§ Working data:
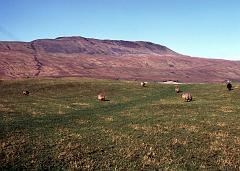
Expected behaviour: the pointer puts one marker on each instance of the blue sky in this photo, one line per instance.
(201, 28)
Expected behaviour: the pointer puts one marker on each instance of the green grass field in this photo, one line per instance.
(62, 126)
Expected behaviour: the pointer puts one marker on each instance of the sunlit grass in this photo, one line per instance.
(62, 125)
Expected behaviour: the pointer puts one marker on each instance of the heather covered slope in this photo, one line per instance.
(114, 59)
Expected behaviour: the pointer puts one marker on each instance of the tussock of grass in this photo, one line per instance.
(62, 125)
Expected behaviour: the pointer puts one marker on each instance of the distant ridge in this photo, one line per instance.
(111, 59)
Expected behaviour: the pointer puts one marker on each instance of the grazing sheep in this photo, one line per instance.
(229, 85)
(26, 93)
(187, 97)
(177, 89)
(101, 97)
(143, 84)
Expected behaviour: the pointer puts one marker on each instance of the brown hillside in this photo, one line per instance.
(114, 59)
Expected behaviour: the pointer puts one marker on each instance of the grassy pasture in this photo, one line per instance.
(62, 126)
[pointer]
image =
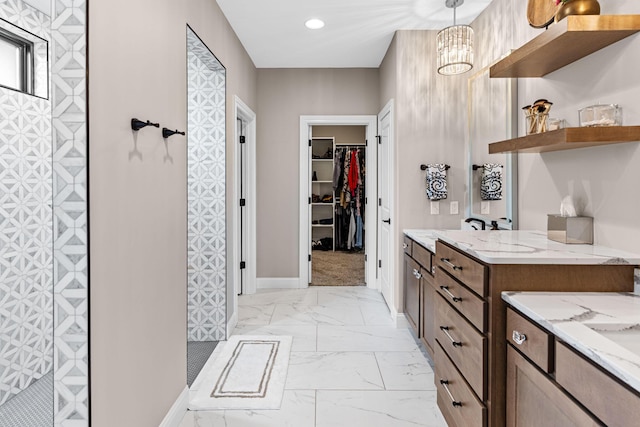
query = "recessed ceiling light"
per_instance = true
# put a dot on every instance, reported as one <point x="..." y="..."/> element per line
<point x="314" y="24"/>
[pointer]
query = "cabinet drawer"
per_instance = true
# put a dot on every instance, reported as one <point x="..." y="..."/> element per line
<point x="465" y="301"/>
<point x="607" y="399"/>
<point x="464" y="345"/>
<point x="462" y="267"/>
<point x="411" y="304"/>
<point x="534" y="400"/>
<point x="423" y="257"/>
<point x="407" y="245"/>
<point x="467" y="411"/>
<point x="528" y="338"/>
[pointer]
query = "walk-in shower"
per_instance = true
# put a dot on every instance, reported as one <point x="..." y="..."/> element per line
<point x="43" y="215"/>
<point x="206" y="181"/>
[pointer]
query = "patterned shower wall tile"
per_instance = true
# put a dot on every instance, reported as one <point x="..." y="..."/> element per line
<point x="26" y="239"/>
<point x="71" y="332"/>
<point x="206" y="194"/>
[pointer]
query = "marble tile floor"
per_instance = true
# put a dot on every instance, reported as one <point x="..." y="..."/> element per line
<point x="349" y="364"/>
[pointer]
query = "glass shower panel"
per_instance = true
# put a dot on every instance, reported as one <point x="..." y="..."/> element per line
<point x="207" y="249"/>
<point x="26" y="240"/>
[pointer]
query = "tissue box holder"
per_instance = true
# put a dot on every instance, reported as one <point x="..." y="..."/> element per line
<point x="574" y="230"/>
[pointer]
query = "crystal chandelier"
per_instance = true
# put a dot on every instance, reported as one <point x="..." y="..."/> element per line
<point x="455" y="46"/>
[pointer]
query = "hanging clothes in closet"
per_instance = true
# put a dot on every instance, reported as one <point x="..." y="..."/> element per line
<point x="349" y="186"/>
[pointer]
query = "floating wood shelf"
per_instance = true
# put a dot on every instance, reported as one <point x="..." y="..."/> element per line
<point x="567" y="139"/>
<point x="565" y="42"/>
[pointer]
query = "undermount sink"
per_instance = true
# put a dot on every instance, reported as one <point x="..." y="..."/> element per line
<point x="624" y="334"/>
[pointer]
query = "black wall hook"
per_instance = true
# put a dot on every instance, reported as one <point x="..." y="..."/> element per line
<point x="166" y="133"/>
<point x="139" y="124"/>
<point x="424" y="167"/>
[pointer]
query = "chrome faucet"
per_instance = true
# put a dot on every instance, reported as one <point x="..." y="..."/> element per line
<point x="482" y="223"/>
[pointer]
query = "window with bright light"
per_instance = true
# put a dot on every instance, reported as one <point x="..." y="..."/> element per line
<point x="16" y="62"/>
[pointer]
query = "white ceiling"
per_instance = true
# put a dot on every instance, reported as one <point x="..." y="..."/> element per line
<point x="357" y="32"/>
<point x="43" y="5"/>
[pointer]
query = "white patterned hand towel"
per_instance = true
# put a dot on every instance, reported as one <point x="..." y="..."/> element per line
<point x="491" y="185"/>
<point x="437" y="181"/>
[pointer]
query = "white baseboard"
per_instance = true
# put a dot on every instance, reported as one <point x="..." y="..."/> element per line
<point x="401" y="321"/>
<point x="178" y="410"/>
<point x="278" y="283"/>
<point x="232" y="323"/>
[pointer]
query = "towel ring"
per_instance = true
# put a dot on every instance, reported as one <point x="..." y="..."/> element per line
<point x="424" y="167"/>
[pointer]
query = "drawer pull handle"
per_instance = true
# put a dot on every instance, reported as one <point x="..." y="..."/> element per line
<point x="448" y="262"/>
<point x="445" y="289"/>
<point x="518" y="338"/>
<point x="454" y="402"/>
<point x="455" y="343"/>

§ Task statement: Where an entry includes an image, leave that image out; otherwise, reproduce everything exactly.

§ Answer space:
Expected behaviour: the pointer puts one marker on each instance of the blue sky in this photo, one line per instance.
(201, 28)
Expected behaviour: the pointer puts one marker on each instance of the green grass field in this photo, one line per instance.
(62, 126)
Expected behaviour: the pointer puts one marker on each instance of the sunlit grass in this photo, one line per instance.
(62, 125)
Expected behaviour: the pointer puts one marker on each instance of the heather covered slope in this photo, one line per instance.
(114, 59)
Expected behaviour: the pointer puts one marker on each instance of the tussock of grass in this photo, one line per instance.
(62, 125)
Expected behaviour: the pointer puts one marker on each instance of the distant ridge in this photo, one line per instance.
(111, 59)
Expected behaviour: the pointer puts one marker on each instance of the grazing sheep in this photo, one line per instance.
(229, 85)
(26, 93)
(187, 97)
(177, 89)
(101, 97)
(143, 84)
Expected behaviour: the pointer puts one marker on each instance of the brown hillside in this photo, one line per instance.
(114, 59)
Expected behaviour: the pointer puts one marker on each instance of the grassy pasture in this photo, one line per instance.
(62, 126)
[pointer]
image =
query = "recessed ceiling light"
per_instance = true
# put a dot on every instance, reported as one <point x="..." y="..."/> element per line
<point x="314" y="24"/>
[pointer]
query = "cabinet drawer"
per_instance = true
# put a dot on every instance, reported as one <point x="..." y="..."/> element per line
<point x="465" y="301"/>
<point x="607" y="399"/>
<point x="464" y="345"/>
<point x="462" y="267"/>
<point x="411" y="304"/>
<point x="534" y="400"/>
<point x="423" y="257"/>
<point x="407" y="245"/>
<point x="467" y="411"/>
<point x="528" y="338"/>
[pointer]
query = "walk-in shower"
per_instance = true
# put a dot on every instance, reported as one <point x="..." y="..."/> element per line
<point x="43" y="215"/>
<point x="206" y="181"/>
[pointer]
query = "patterned shower wall tile"
per_instance = true
# put a dot on every instance, reported as one <point x="..." y="..."/> element per line
<point x="26" y="239"/>
<point x="71" y="332"/>
<point x="206" y="194"/>
[pointer]
query = "marble tile floor"
per_instance = true
# put a dot on every instance, reported as one <point x="..." y="..."/> element per line
<point x="349" y="364"/>
[pointer]
query = "glass shower panel"
per_instance = true
# put a dot on every instance, reported as one <point x="..." y="..."/> element per line
<point x="207" y="249"/>
<point x="26" y="240"/>
[pointer]
query = "tissue box holder"
per_instance = true
# put a dot on every instance, reported as one <point x="..." y="..."/> element per line
<point x="574" y="230"/>
[pointer]
query = "crystal chandelier"
per_instance = true
# put a dot on every instance, reported as one <point x="..." y="..."/> element per line
<point x="455" y="46"/>
[pointer]
query = "hanging clothes in closet"
per_instance = true
# put a dot on every instance, reported as one <point x="..." y="..."/> element per line
<point x="349" y="186"/>
[pointer]
query = "floating wood shelf"
per_instance = true
# put a dot on every instance, reported as one <point x="..." y="..."/> element per line
<point x="567" y="139"/>
<point x="565" y="42"/>
[pointer]
query = "undermount sink"
per_instance = true
# put a dot on every instance, reported as one <point x="..." y="..."/> element per line
<point x="624" y="334"/>
[pointer]
query = "black wall hook"
per_instance = true
# put a dot on every instance, reported as one <point x="..." y="..."/> element per line
<point x="166" y="133"/>
<point x="139" y="124"/>
<point x="424" y="167"/>
[pointer]
query = "chrome faucet"
per_instance = true
# put a dot on every instance, reported as one <point x="..." y="..."/> element per line
<point x="482" y="223"/>
[pointer]
query = "window with bright light"
per_instance = true
# put a dot on every instance, reported as one <point x="..." y="..."/> element per line
<point x="16" y="62"/>
[pointer]
query = "white ceiling"
per_instance = true
# put a dot on every instance, reported as one <point x="..." y="..."/> element per line
<point x="357" y="32"/>
<point x="43" y="5"/>
[pointer]
query = "white patterned hand towel"
per_instance = true
# put a dot on every instance, reported as one <point x="..." y="..."/> element per line
<point x="491" y="185"/>
<point x="437" y="181"/>
[pointer]
query = "white baseboard"
per_instance = true
# put a dot on every instance, reported as one <point x="..." y="..."/> element per line
<point x="401" y="321"/>
<point x="178" y="410"/>
<point x="278" y="283"/>
<point x="232" y="323"/>
[pointer]
query = "towel ring"
per_instance = true
# put a dot on every instance, reported as one <point x="..." y="..."/> element per line
<point x="424" y="167"/>
[pointer]
query = "drawer pull handle"
per_instance = true
# put a dot on every instance, reported as one <point x="..." y="..."/> element per line
<point x="448" y="262"/>
<point x="445" y="289"/>
<point x="518" y="338"/>
<point x="454" y="402"/>
<point x="455" y="343"/>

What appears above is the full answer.